───── Given records ─────

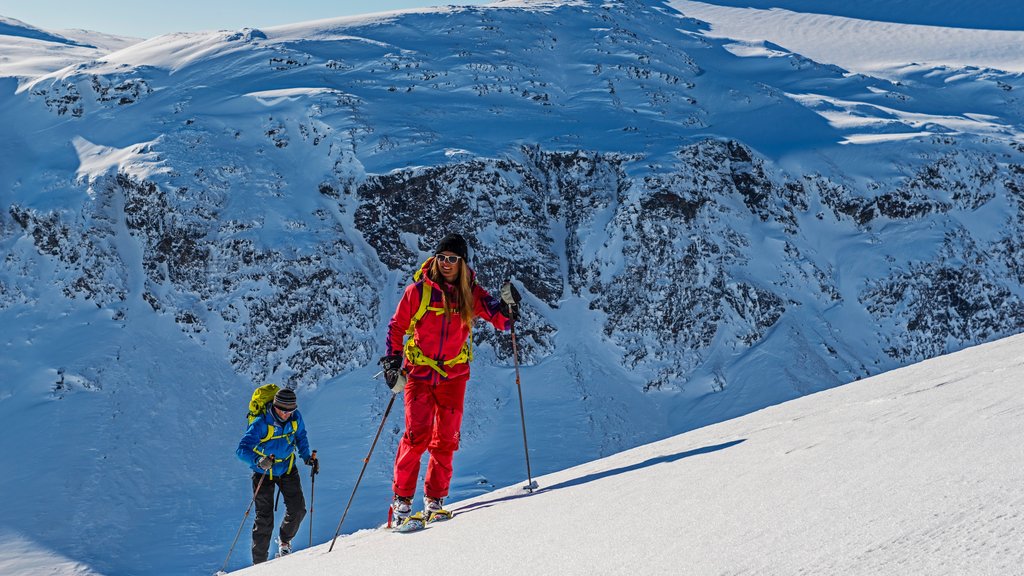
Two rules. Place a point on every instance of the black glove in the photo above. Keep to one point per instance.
(313, 461)
(510, 301)
(392, 372)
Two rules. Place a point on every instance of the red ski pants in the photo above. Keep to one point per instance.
(433, 417)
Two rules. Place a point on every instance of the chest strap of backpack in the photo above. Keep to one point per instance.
(416, 356)
(413, 352)
(291, 443)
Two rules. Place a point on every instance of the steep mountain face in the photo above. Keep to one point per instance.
(737, 223)
(262, 221)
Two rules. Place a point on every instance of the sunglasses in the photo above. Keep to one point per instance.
(445, 259)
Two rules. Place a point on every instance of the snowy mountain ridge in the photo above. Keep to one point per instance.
(702, 228)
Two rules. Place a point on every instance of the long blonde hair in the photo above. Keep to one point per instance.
(463, 286)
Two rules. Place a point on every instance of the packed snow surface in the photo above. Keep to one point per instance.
(919, 470)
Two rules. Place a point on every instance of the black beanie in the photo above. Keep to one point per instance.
(454, 243)
(285, 399)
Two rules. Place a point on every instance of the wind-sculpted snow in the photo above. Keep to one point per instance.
(700, 228)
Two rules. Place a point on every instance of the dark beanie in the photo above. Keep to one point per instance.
(285, 399)
(454, 243)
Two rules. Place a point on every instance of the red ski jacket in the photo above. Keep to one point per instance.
(436, 345)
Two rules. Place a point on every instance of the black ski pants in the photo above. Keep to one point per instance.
(295, 510)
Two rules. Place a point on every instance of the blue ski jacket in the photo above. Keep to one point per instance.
(267, 436)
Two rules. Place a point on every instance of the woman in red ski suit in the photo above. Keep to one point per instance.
(436, 312)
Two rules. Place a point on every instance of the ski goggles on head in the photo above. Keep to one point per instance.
(445, 259)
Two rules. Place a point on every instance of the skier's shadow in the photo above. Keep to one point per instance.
(600, 475)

─────

▶ Exercise prompt
Strip out the images, then output the records above word for word.

▶ Answer to the problem
Two rules. Place a point on every instance of the black glove in the photo above. Keep to one point per instance.
(313, 461)
(510, 301)
(392, 372)
Two rules. Place a point on every instance of the red ski pants in the photo above. Keep to one point per instance.
(433, 417)
Two rules. Place a point on every instance of the chest strap of backpack in the photo above. Keep to one point per instance.
(416, 356)
(413, 352)
(291, 443)
Two rules. Place a point on every instance of the steep mountain face in the photo above. Keep to one point per instance.
(737, 223)
(262, 221)
Two rules. Place a point on every instance of the sunglasses in the photo above. Keep to one point per instance.
(445, 259)
Two rules. Place a point on every instance of the snowy mountain ridge in the photo above. Keep to one point per instance.
(702, 228)
Two rules. Place a point on every instance of the long blonde hair in the photo above. Keep to one point per instance.
(463, 286)
Two rules. Place a point on every instance of the packed snow surface in the photo above. Keep to one point per instance.
(919, 470)
Two rules. Place a point on every instance of the black beanie in the photo above. Keep to one point per instance.
(454, 243)
(285, 399)
Two rules. Place a point on every instance of the wind-sculpted snow in the photo above. Keep to one point per instance.
(700, 228)
Two rules. Place a point on every instance of the dark beanie in the photo above. Keep to one point per instance.
(285, 399)
(454, 243)
Two rules. Place a point on every instance of the red ski jacket in the photo above. Keep to one point per instance.
(436, 345)
Two rules. Place a point on every instance of the black ski pants in the photo above. Keep to one point per instance.
(295, 510)
Two rules. Place a point on every instance of the blue ski jacket in the photo above. Keep to one point per instance.
(267, 436)
Two rules. Place a point on every instance of the woman in red ski suit in the photo above. Keep to one point per instance.
(436, 312)
Two rules. Place a point on every instance of the ski goggles on head in the photo above. Keep to one point per instance.
(445, 259)
Two rules. Place a point on every instance of the skier's shadow in the photo above. Keep to one point per instance.
(600, 475)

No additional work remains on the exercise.